• _Exercise directions_: Extract each line of the records below that contains the word "rough".

*** Material supplied ***

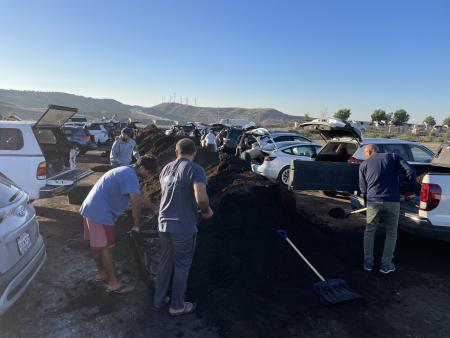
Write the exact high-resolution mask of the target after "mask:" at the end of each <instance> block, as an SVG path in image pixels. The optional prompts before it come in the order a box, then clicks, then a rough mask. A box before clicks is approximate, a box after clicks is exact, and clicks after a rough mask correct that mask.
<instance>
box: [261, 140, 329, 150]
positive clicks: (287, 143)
mask: <svg viewBox="0 0 450 338" xmlns="http://www.w3.org/2000/svg"><path fill="white" fill-rule="evenodd" d="M269 144H271V143H269ZM275 144H276V146H277V147H278V148H279V149H281V148H289V147H293V146H318V147H321V145H320V144H317V143H314V142H301V141H284V142H276V143H275Z"/></svg>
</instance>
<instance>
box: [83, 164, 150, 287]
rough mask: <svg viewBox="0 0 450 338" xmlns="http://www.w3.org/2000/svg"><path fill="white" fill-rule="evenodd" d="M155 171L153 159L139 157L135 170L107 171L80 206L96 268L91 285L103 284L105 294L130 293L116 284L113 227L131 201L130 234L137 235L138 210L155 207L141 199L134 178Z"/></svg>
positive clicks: (125, 169) (93, 187)
mask: <svg viewBox="0 0 450 338" xmlns="http://www.w3.org/2000/svg"><path fill="white" fill-rule="evenodd" d="M157 168H158V164H157V160H156V158H154V157H151V156H142V157H141V158H140V159H139V160H138V162H137V163H136V165H135V166H122V167H118V168H115V169H111V170H109V171H108V172H106V173H105V174H104V175H103V176H102V177H101V178H100V179H99V180H98V181H97V183H96V184H95V185H94V187H93V188H92V189H91V191H90V192H89V194H88V196H87V197H86V199H85V200H84V202H83V204H82V205H81V209H80V214H81V215H82V216H83V223H84V234H85V239H86V240H89V243H90V247H91V251H92V255H93V256H94V260H95V263H96V266H97V275H96V277H95V281H96V282H105V283H106V284H107V288H106V291H107V292H110V293H119V294H120V293H125V292H129V291H132V290H133V287H131V286H128V285H126V284H124V283H119V281H118V280H117V276H116V270H115V263H114V259H113V247H114V245H115V232H114V223H115V222H116V220H117V218H118V217H119V216H120V215H121V214H122V213H123V211H124V210H125V209H126V208H127V207H128V205H129V203H130V200H131V210H132V216H133V227H132V230H134V231H139V228H140V217H141V208H142V207H143V206H145V207H148V208H151V209H155V207H154V206H153V204H152V203H151V202H150V201H149V200H147V199H145V198H144V197H143V196H142V194H141V191H140V187H139V181H138V176H140V177H147V176H149V175H153V174H156V171H157Z"/></svg>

*** End of Material supplied ***

• _Finished task_:
Write the exact high-resolution mask of the target after "mask:" at the end of each <instance> block, as an SVG path in image pixels. The optional prompts before it come in the order a box, then clicks, then a rough mask. A box before clicks is approximate, a box after clicks is exact, and clicks after a rough mask correct that mask.
rough mask: <svg viewBox="0 0 450 338" xmlns="http://www.w3.org/2000/svg"><path fill="white" fill-rule="evenodd" d="M155 171L153 159L139 157L135 170L107 171L80 206L96 268L91 285L103 284L105 294L130 293L116 284L113 227L131 201L130 234L137 235L138 210L155 207L141 199L134 178Z"/></svg>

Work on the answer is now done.